**Reading passage**

■ ■ ■ ■

Bob Kane

Cartoonist

  • Born: October 24, 1916
  • Birthplace: New York, New York
  • Died: November 3, 1998
  • Place of death: Los Angeles, California

Biography

Robert Kahn was born October 24, 1916, in New York City, the son of Herman and Augusta Kahn. His father was an engraver for The New York Daily News. Kahn studied art at the Commercial Art Studio, Cooper Union, and Art Students’ League. When he was eighteen, he legally changed his name to Bob Kane. He was a freelance artist at S. M. Iger’s Studio and Fiction House and was an animator at Fleischer Animated Film Studio from 1936 to 1939, drawing cells for Betty Boop cartoons.

Kane had published his first comic strips, Hiram Hick and Peter Pupp, in 1936 and began drawing Clip Carson and Rusty and His Pals for National Comics in 1938. Inspired by the success of Jerry Siegel and Joe Schuster’s Superman, editor Vincent Sullivan asked Kane to devise a similar hero. During one weekend, Kane collaborated with writer Bill Finger to create a character originally named Bird- Man, whose name was later changed to Batman. Finger provided the name Bruce Wayne for Batman’s alter ego.

■ ■ ■ ■

**Task set**
1. Copy the passage of the Bob Kane biography starting with "Kane had published" and going on through "Batman’s alter ego.".
2. According to the Bob Kane biography, what are the titles of the comic strips Kane published in 1936 or began drawing in 1938?
3. Answer these questions from the Bob Kane biography:
(a) What work did Kane's father do?
(b) Who provided the name Bruce Wayne?
(c) At what age did Kane legally change his name?
The data that follows is not needed.

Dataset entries
■ ■ ■ ■

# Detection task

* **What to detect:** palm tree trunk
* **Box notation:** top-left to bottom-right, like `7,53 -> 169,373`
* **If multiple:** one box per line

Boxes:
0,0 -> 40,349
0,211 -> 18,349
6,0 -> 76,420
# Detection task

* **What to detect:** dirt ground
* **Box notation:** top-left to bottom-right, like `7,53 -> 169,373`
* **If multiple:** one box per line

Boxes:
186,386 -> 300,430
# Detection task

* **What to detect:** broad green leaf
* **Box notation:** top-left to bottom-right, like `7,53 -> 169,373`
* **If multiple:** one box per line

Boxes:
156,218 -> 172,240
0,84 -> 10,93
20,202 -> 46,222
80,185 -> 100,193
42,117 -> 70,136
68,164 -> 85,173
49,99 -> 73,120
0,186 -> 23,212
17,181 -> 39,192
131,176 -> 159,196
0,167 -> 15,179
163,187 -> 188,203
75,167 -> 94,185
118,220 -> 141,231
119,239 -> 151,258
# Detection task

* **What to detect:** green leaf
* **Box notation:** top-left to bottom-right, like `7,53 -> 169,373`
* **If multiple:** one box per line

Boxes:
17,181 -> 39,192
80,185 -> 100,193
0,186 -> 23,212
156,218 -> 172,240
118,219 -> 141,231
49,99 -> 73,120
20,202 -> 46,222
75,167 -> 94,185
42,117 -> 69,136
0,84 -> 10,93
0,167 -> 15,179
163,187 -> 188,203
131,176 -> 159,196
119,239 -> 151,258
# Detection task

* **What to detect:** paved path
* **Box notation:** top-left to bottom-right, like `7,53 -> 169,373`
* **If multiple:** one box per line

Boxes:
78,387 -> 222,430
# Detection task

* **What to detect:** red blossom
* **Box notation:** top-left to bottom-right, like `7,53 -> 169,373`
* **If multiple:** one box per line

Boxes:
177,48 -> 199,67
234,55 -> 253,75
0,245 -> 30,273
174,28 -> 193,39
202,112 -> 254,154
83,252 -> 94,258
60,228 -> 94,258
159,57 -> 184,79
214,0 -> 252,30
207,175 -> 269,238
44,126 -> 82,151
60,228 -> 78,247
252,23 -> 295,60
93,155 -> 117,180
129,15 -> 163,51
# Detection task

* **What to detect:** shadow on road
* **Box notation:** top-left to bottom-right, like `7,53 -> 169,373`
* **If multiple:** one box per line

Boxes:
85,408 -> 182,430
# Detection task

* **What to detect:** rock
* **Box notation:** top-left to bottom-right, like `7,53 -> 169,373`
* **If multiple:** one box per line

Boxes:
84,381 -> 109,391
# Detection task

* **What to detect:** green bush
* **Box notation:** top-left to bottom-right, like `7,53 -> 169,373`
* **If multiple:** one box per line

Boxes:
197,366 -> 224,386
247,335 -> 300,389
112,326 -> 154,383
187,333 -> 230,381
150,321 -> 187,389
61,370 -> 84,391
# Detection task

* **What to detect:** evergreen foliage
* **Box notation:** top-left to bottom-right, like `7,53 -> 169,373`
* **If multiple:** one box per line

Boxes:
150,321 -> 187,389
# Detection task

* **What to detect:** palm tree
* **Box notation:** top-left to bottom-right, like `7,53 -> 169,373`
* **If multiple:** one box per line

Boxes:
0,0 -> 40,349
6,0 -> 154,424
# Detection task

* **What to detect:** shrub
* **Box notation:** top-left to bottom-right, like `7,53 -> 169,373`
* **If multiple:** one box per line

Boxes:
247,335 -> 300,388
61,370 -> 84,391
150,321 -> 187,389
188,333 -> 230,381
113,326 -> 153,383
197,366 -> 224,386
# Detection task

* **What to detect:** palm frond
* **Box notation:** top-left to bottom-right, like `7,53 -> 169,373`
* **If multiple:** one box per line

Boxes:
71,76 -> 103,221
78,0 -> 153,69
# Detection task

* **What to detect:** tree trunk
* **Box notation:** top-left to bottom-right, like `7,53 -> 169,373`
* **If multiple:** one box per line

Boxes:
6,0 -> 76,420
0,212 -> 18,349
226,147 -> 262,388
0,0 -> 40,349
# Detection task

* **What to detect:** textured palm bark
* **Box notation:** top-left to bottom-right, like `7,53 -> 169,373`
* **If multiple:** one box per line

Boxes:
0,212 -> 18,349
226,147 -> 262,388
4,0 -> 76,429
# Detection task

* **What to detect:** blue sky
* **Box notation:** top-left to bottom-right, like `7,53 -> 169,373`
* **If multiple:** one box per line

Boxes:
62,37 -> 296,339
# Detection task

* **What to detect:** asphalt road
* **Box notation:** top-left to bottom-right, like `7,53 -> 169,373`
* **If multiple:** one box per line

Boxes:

■ ■ ■ ■

**Results of the tasks**
1.
Kane had published his first comic strips, Hiram Hick and Peter Pupp, in 1936 and began drawing Clip Carson and Rusty and His Pals for National Comics in 1938. Inspired by the success of Jerry Siegel and Joe Schuster’s Superman, editor Vincent Sullivan asked Kane to devise a similar hero. During one weekend, Kane collaborated with writer Bill Finger to create a character originally named Bird- Man, whose name was later changed to Batman. Finger provided the name Bruce Wayne for Batman’s alter ego.

2.
Hiram Hick
Peter Pupp
Clip Carson
Rusty and His Pals

3.
(a) He was an engraver for The New York Daily News.
(b) Bill Finger
(c) Eighteen